Saved entries

:::::

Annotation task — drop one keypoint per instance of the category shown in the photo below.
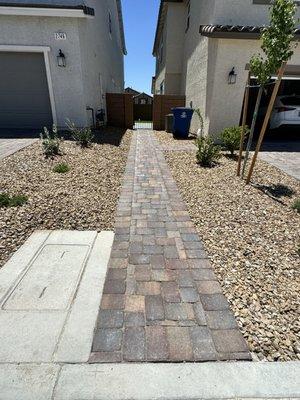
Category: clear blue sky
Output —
(140, 17)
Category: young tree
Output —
(278, 49)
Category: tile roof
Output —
(234, 31)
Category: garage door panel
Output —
(24, 94)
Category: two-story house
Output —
(58, 58)
(202, 50)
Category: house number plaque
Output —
(60, 36)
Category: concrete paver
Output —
(50, 295)
(10, 145)
(159, 270)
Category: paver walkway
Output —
(10, 146)
(161, 299)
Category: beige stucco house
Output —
(198, 43)
(58, 59)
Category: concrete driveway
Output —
(284, 155)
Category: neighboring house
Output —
(58, 58)
(131, 91)
(143, 98)
(197, 45)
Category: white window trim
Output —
(37, 49)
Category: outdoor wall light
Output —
(61, 59)
(232, 77)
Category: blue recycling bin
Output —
(182, 121)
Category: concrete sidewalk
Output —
(50, 292)
(150, 381)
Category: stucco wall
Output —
(224, 102)
(102, 58)
(94, 58)
(67, 82)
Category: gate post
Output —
(128, 110)
(157, 101)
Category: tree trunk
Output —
(244, 121)
(254, 119)
(266, 121)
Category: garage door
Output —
(24, 95)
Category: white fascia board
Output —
(43, 12)
(24, 48)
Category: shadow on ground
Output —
(285, 139)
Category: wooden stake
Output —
(266, 121)
(250, 138)
(244, 121)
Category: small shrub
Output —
(198, 112)
(82, 136)
(4, 200)
(208, 152)
(12, 201)
(50, 142)
(231, 138)
(61, 168)
(296, 205)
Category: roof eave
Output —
(235, 31)
(160, 22)
(86, 10)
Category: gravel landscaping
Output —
(84, 198)
(252, 237)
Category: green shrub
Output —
(208, 152)
(4, 200)
(12, 201)
(50, 142)
(198, 112)
(296, 205)
(231, 138)
(82, 136)
(61, 168)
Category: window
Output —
(162, 88)
(188, 16)
(161, 52)
(109, 23)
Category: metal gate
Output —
(142, 114)
(119, 108)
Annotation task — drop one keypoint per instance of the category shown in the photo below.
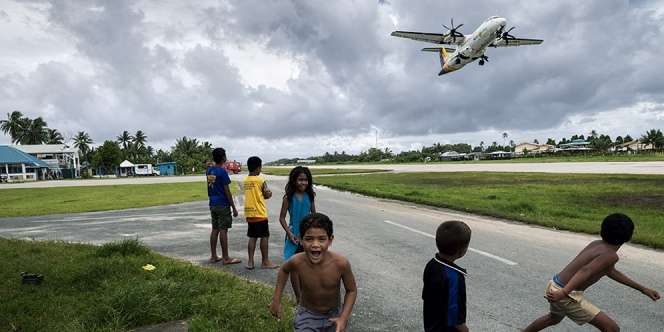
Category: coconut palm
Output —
(14, 125)
(35, 131)
(53, 136)
(140, 139)
(125, 139)
(82, 142)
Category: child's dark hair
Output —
(253, 163)
(291, 185)
(219, 155)
(452, 237)
(617, 229)
(316, 220)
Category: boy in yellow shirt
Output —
(255, 210)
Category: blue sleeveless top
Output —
(297, 209)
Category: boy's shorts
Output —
(575, 306)
(221, 217)
(309, 320)
(258, 229)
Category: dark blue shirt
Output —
(217, 178)
(444, 296)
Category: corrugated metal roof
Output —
(10, 155)
(46, 148)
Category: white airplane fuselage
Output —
(475, 44)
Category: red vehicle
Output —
(233, 166)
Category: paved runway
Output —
(388, 243)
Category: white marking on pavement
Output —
(477, 251)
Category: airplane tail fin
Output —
(443, 55)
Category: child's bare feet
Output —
(269, 265)
(230, 261)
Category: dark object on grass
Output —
(31, 278)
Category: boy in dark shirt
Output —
(444, 292)
(221, 204)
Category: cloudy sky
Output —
(298, 78)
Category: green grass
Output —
(319, 171)
(89, 288)
(42, 201)
(567, 201)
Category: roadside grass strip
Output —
(576, 202)
(121, 286)
(319, 171)
(43, 201)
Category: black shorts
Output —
(258, 229)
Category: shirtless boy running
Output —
(321, 273)
(597, 259)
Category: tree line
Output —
(600, 143)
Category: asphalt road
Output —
(641, 167)
(388, 244)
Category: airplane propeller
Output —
(505, 35)
(453, 30)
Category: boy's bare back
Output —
(598, 257)
(320, 283)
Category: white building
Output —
(63, 161)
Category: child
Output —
(597, 259)
(444, 292)
(298, 202)
(221, 203)
(255, 194)
(321, 273)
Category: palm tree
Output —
(140, 139)
(82, 142)
(653, 137)
(35, 131)
(53, 136)
(14, 125)
(124, 139)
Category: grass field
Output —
(319, 171)
(42, 201)
(89, 288)
(567, 201)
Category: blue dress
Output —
(297, 209)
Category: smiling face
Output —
(315, 242)
(302, 182)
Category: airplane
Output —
(491, 33)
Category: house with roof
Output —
(634, 146)
(533, 148)
(16, 166)
(63, 161)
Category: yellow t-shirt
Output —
(254, 202)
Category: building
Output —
(533, 148)
(63, 161)
(167, 168)
(635, 146)
(575, 145)
(16, 165)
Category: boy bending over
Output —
(597, 259)
(321, 273)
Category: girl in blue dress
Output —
(298, 202)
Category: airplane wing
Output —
(436, 38)
(515, 42)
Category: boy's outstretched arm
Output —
(625, 280)
(282, 276)
(349, 299)
(227, 192)
(596, 266)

:::::

▶ EXERCISE DETAILS: For the string "dark", search the preceding data and copy every line that includes it.

▶ ANSWER TO THIS PROBLEM:
Category: child's dark hair
Category: dark blue shirt
Category: dark object on grass
Category: boy in dark shirt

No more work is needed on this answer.